Stated problem –
Convert the records below into a JSON list of strings, with each line as its own string and blank lines omitted. Exclude the pictures from the list.

Data shown –
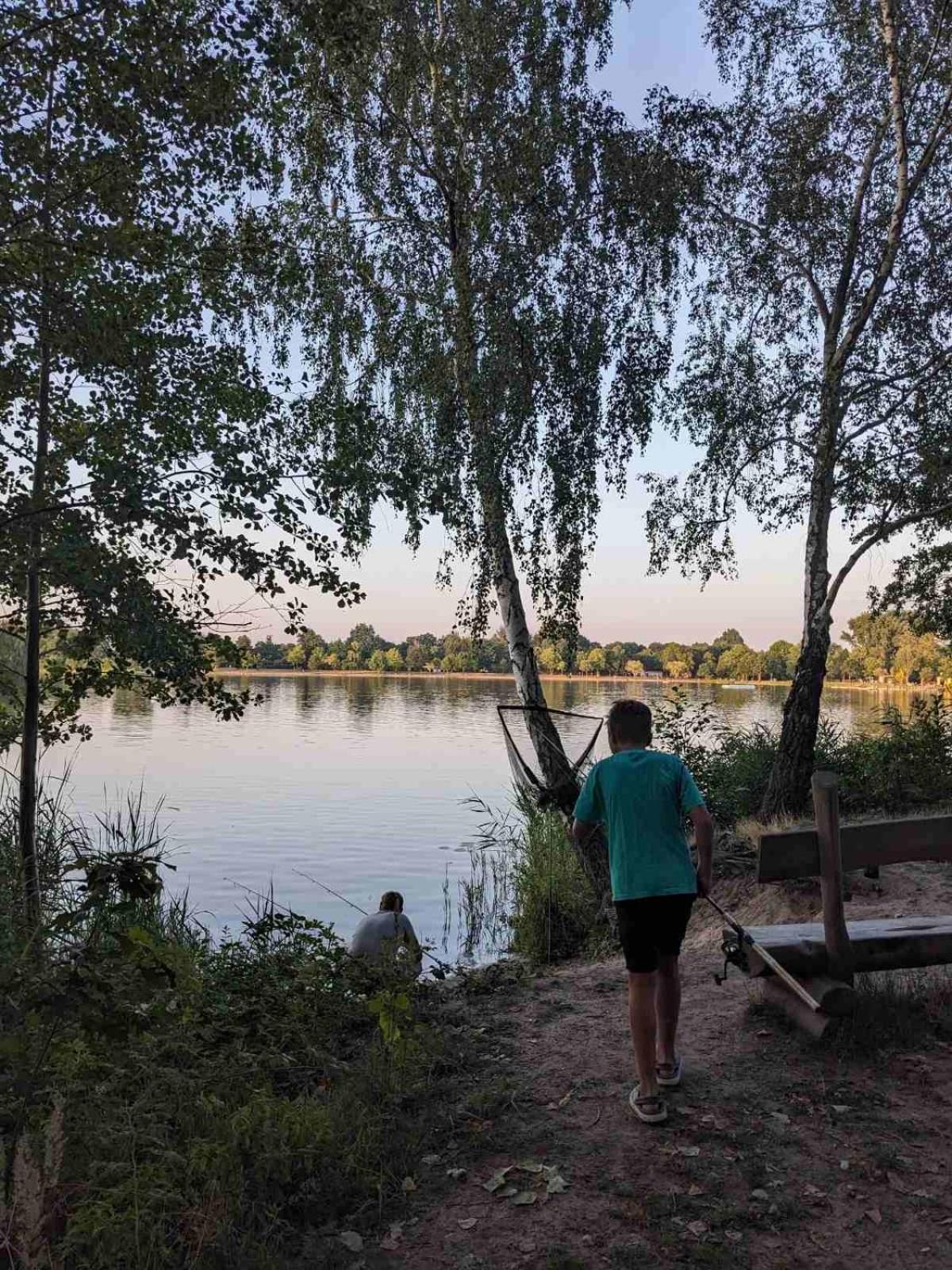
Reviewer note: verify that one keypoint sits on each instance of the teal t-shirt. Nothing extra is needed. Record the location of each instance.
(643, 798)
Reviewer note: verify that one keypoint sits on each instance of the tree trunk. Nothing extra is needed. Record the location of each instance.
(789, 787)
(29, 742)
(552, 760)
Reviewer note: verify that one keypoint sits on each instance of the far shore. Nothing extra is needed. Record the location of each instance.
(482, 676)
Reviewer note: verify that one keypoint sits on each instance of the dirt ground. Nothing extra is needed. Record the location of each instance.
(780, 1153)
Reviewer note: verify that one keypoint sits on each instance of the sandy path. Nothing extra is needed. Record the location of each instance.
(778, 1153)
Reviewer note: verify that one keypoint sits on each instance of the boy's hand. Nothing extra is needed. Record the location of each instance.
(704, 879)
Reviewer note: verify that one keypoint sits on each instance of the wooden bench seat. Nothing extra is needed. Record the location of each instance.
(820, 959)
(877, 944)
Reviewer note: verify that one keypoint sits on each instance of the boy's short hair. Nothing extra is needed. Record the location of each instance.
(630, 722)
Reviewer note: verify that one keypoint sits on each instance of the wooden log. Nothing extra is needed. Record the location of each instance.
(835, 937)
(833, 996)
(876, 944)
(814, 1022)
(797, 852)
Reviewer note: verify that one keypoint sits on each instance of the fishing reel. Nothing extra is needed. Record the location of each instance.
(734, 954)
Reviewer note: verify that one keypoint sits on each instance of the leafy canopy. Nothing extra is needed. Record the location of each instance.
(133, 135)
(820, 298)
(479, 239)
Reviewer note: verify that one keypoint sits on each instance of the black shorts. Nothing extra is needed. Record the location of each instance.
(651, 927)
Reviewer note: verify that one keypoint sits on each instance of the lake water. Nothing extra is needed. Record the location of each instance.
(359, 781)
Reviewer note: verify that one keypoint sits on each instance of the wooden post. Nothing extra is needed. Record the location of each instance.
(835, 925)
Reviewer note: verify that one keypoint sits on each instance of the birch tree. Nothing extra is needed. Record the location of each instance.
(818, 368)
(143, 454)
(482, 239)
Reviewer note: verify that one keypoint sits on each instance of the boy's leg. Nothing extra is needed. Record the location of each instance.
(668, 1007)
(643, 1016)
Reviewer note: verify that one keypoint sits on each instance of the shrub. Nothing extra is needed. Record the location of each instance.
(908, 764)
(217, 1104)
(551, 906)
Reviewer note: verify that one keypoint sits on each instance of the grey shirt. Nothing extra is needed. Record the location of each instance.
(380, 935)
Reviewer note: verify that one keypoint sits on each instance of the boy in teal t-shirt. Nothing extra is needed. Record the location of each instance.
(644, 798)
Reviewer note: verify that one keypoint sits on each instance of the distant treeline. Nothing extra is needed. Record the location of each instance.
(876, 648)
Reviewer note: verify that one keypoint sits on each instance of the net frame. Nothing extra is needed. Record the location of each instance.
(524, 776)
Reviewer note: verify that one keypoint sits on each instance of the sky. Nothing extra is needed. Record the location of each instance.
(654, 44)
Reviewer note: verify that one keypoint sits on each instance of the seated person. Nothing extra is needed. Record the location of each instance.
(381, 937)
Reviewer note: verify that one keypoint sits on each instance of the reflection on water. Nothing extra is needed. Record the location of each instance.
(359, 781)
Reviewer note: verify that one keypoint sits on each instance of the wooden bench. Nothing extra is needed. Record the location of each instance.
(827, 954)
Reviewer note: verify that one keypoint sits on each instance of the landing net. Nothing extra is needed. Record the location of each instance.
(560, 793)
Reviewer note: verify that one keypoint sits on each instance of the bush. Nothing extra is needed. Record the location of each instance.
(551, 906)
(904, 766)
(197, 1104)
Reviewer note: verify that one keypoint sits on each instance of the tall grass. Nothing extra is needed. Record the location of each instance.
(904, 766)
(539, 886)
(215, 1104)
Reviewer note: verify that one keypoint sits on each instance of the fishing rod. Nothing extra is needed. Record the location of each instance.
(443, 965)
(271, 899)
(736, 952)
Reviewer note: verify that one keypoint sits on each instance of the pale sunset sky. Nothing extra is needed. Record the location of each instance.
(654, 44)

Result of this exercise –
[
  "Reviewer note: verify that one keypoint sits on each instance of the teal t-shirt. Nothing extra is needed. Record the location of each instance.",
  "(643, 798)",
  "Reviewer note: verify that one keypoint sits on each instance of the tree trunk. Nothing extra is needed. Record the location of each instance.",
  "(789, 787)",
  "(29, 742)",
  "(552, 760)",
  "Reviewer note: verify that one keypoint sits on each instance of the far shore. Nothing extra is needed. Record the location of each instance.",
  "(482, 676)",
  "Reviewer note: verify that one keypoint sits on each instance of the dirt ground. Nothing extra is needed. Record the location of each instance.",
  "(780, 1153)",
  "Reviewer note: verify that one keypoint sits on each instance of the sandy path. Nothing extra is needed. Record the location of each instance.",
  "(778, 1153)",
  "Reviewer note: verify that one keypoint sits on each instance of the boy's hand. Nothing extra is needed. Record the location of each instance.",
  "(704, 879)",
  "Reviewer note: verify that one keypoint sits on each instance of the wooden bench seat. Nothing extra is needed. Record the location of each instance.",
  "(820, 959)",
  "(877, 944)",
  "Reviewer note: verify that one keypoint sits on each instance of the boy's short hair. Nothing extra is needed. Record the location of each instance.",
  "(630, 722)",
  "Reviewer note: verify that one keypoint sits on each instance of the wooden log. Nothing extra is needed. Record the location of each instance.",
  "(835, 937)",
  "(833, 996)",
  "(876, 944)",
  "(814, 1022)",
  "(797, 852)",
  "Reviewer note: verify that one keypoint sits on each instance of the fishing reel. Nothing extra is needed. Record the location of each instance.",
  "(734, 954)",
  "Reviewer note: verify that one keypoint sits on each instance of the leafy canopy. Nothing extra is needed. Record the location of each instance.",
  "(133, 135)",
  "(820, 298)",
  "(479, 239)",
  "Reviewer note: verify that one keypoint sits on each instance of the black shorts. Nothing extra is needed. Record the location of each instance.",
  "(651, 927)",
  "Reviewer note: verify that one keypoint sits on each instance of the lake water. Nothing extra is needed. Record the location of each instance.",
  "(359, 781)",
  "Reviewer note: verify that one keypoint sits on each instance of the wooden post. Nothing extra is needed. Record the location of each instance.",
  "(835, 925)",
  "Reviewer note: verify that one keypoint sits on each instance of the birch tree. Nothing extra is needed. Record the location of each instance.",
  "(818, 368)",
  "(143, 454)",
  "(482, 239)",
  "Reviewer note: verify that one keypoint sits on each instance of the boy's leg. Nothing extra is needed. Record the location of each instance.",
  "(668, 1007)",
  "(643, 1016)",
  "Reviewer note: verify that one keypoint sits on each instance of the shrub. Nothing extra is needed. Record the location of each instance.",
  "(908, 764)",
  "(217, 1104)",
  "(551, 906)",
  "Reviewer note: verify that one keypoint sits on each instance of the grey shirt. Nothing extra is needed. Record the location of each instance.",
  "(380, 935)",
  "Reviewer note: verify that one keypoint sits on each instance of the boy in teal t-shirt. Nothing extra is needed. Record the location of each instance.",
  "(644, 798)",
  "Reviewer note: verify that one keypoint sits on each instance of the distant treeline. Nothing extra is needed. Record the location of each instance.",
  "(876, 648)",
  "Reviewer note: verify that one keypoint sits on each instance of the net frame. Nothing extra is needed. Record the location of each instance.",
  "(524, 776)",
  "Reviewer note: verify that one keypoint sits on each instance of the sky. Nothing extra is needed. Record the location of each instance.",
  "(654, 44)",
  "Reviewer note: verify that one keypoint sits on each instance of the seated person. Nothing extra is needed. Record the location of each instance.",
  "(381, 937)",
  "Reviewer note: verify that one keypoint sits on each instance of the reflection on water. Nothing extra is needed. Record the location of each instance.",
  "(359, 781)",
  "Reviewer note: verify that one keypoint sits on each instance of the wooden bench. Nothing extra is needed. Record the location of each instance.",
  "(827, 954)",
  "Reviewer note: verify that one keypoint sits on each instance of the landing net. Nothing extra is needed. Record the location of each instance.",
  "(560, 793)",
  "Reviewer note: verify that one keypoint sits on each instance of the bush. Nothing extra is needed. Record the location of each instance.",
  "(551, 906)",
  "(904, 766)",
  "(197, 1104)",
  "Reviewer note: verify that one keypoint sits on each instance of the tall grass. Nothing extra is needed. Record the location of each instance.",
  "(904, 766)",
  "(539, 886)",
  "(215, 1104)",
  "Reviewer note: verify that one keypoint sits on each instance of the fishing rod. Nothing extra is needed. Record the location of each instance.",
  "(443, 965)",
  "(271, 899)",
  "(736, 952)",
  "Reviewer note: verify that one keypoint sits on each instance of the pale sunset sky. Nothing extra is needed. Record the location of each instance.",
  "(654, 44)"
]